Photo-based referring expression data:
════════
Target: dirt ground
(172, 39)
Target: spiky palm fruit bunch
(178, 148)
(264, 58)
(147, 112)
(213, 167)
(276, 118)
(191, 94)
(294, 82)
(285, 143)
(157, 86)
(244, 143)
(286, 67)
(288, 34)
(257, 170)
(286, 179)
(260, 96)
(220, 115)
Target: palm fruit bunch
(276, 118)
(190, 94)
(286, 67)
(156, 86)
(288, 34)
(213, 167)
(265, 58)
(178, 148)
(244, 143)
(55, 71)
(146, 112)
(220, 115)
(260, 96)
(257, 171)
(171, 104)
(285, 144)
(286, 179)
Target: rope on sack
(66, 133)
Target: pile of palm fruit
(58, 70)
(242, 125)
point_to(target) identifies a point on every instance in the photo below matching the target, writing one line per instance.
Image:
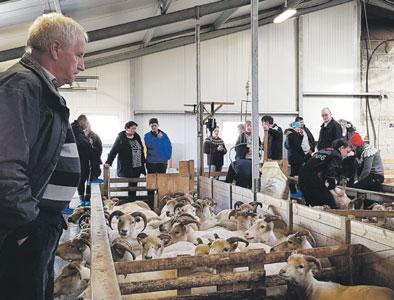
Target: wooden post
(182, 272)
(222, 270)
(106, 181)
(290, 216)
(265, 144)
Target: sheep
(219, 246)
(73, 279)
(77, 249)
(78, 212)
(158, 246)
(127, 222)
(121, 250)
(299, 272)
(300, 240)
(263, 230)
(136, 206)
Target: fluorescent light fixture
(288, 13)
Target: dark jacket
(275, 143)
(311, 139)
(97, 150)
(33, 122)
(215, 157)
(242, 147)
(295, 154)
(159, 150)
(328, 134)
(83, 144)
(325, 164)
(122, 148)
(241, 172)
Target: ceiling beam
(164, 5)
(219, 22)
(206, 36)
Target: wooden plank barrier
(225, 280)
(103, 281)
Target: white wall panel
(111, 97)
(331, 62)
(168, 78)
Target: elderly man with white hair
(330, 130)
(39, 164)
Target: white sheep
(299, 271)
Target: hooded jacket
(122, 148)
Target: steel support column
(255, 96)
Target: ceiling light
(288, 13)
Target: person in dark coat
(240, 171)
(348, 129)
(97, 150)
(320, 175)
(39, 163)
(330, 130)
(296, 155)
(275, 138)
(369, 170)
(85, 151)
(215, 149)
(311, 139)
(130, 151)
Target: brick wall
(381, 79)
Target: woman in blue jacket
(158, 147)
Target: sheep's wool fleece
(273, 181)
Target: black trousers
(294, 171)
(153, 168)
(26, 271)
(85, 172)
(314, 190)
(372, 183)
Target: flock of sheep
(189, 226)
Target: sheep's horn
(116, 213)
(141, 236)
(142, 215)
(187, 222)
(311, 259)
(178, 205)
(84, 218)
(124, 245)
(238, 204)
(308, 235)
(256, 204)
(232, 213)
(236, 239)
(165, 237)
(84, 241)
(197, 205)
(250, 214)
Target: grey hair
(54, 27)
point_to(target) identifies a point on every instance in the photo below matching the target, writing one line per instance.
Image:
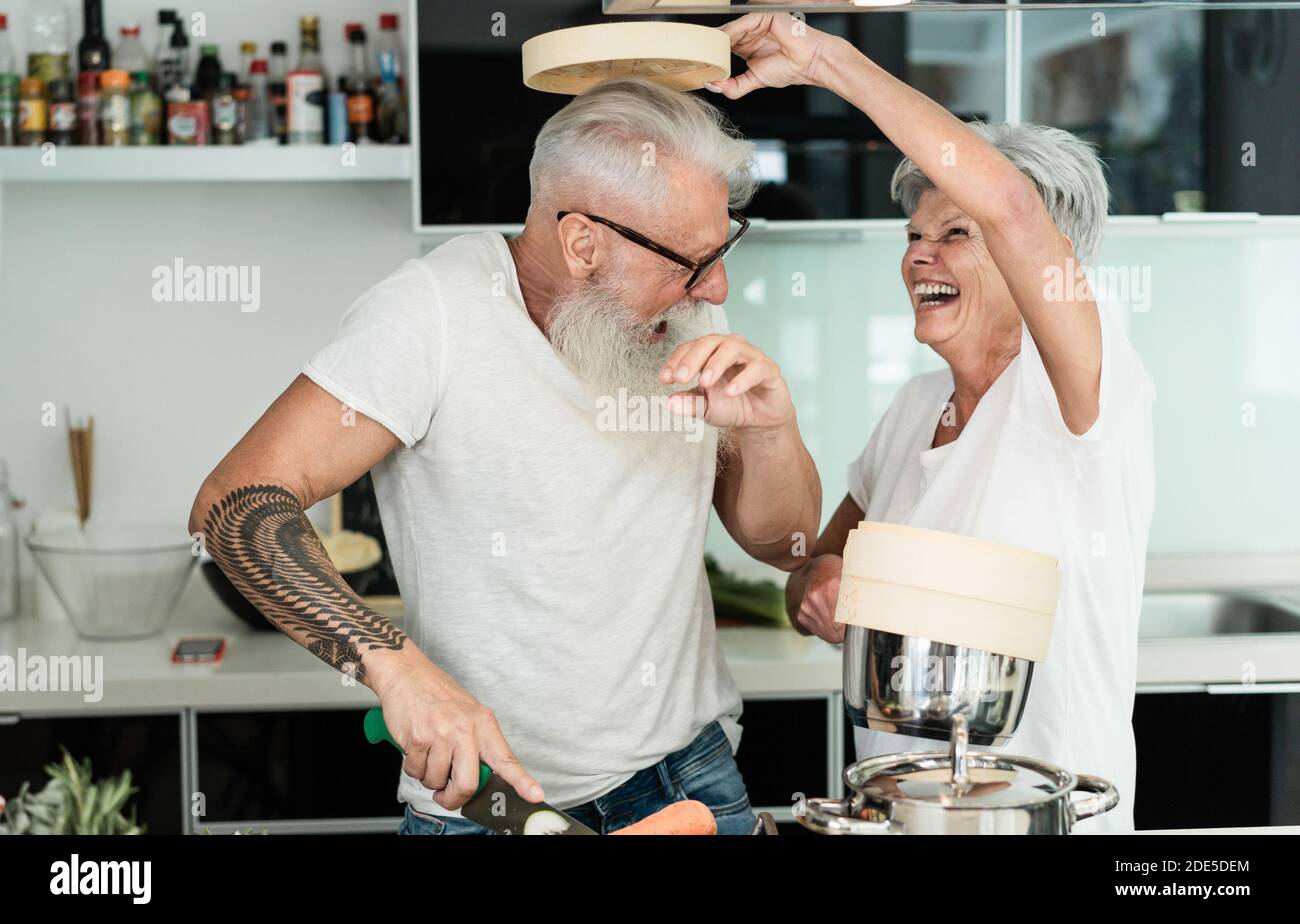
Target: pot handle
════════
Task directions: Take every record and copy it word for word, dropping the pictures.

Exercise result:
Target: dirt ground
(172, 39)
Target: spiky palm fruit bunch
(178, 148)
(264, 58)
(147, 112)
(213, 167)
(276, 118)
(191, 94)
(294, 82)
(285, 143)
(157, 86)
(244, 143)
(286, 67)
(288, 34)
(257, 170)
(286, 179)
(260, 96)
(220, 115)
Target: palm fruit bunch
(276, 118)
(190, 94)
(286, 67)
(156, 86)
(288, 34)
(213, 167)
(265, 58)
(178, 148)
(244, 143)
(55, 71)
(146, 112)
(220, 115)
(260, 96)
(257, 171)
(171, 104)
(285, 144)
(286, 179)
Target: rope on sack
(66, 133)
Target: pile of palm fruit
(58, 70)
(242, 125)
point_to(target) identifies a point on every instance in the photo below matching the target, writing one line per instance.
Image:
Target: wooden post
(182, 272)
(222, 270)
(106, 181)
(290, 216)
(265, 144)
Target: sheep
(219, 246)
(73, 279)
(77, 249)
(78, 212)
(158, 246)
(127, 222)
(121, 250)
(299, 272)
(300, 240)
(263, 230)
(136, 206)
Target: fluorescent light fixture
(288, 13)
Target: dark jacket
(275, 143)
(311, 139)
(97, 150)
(33, 122)
(215, 157)
(242, 147)
(295, 154)
(159, 150)
(328, 134)
(83, 144)
(325, 164)
(122, 148)
(241, 172)
Target: ceiling beam
(164, 5)
(219, 22)
(206, 36)
Target: wooden plank barrier
(225, 280)
(103, 281)
Target: white wall panel
(111, 97)
(331, 62)
(168, 78)
Target: elderly man with white hair
(330, 130)
(39, 164)
Target: white sheep
(299, 271)
Target: hooded jacket
(122, 148)
Target: steel support column
(255, 96)
Target: ceiling light
(288, 13)
Target: person in dark coat
(240, 171)
(348, 129)
(97, 150)
(320, 175)
(39, 163)
(330, 130)
(296, 155)
(275, 138)
(369, 170)
(85, 151)
(215, 149)
(311, 139)
(130, 151)
Target: brick wall
(381, 79)
Target: woman in blue jacket
(158, 147)
Target: sheep's wool fleece
(273, 181)
Target: black trousers
(294, 171)
(153, 168)
(26, 271)
(85, 172)
(314, 190)
(372, 183)
Target: flock of sheep
(189, 226)
Target: sheep's horn
(116, 213)
(141, 236)
(142, 215)
(187, 222)
(311, 259)
(178, 205)
(84, 218)
(124, 245)
(238, 204)
(308, 235)
(256, 204)
(232, 213)
(236, 239)
(165, 237)
(84, 241)
(197, 205)
(250, 214)
Target: grey hair
(54, 27)
point_to(target) identifies a point on every instance in the photo below matching the target, writing one line per instance.
Image:
Target: pot handle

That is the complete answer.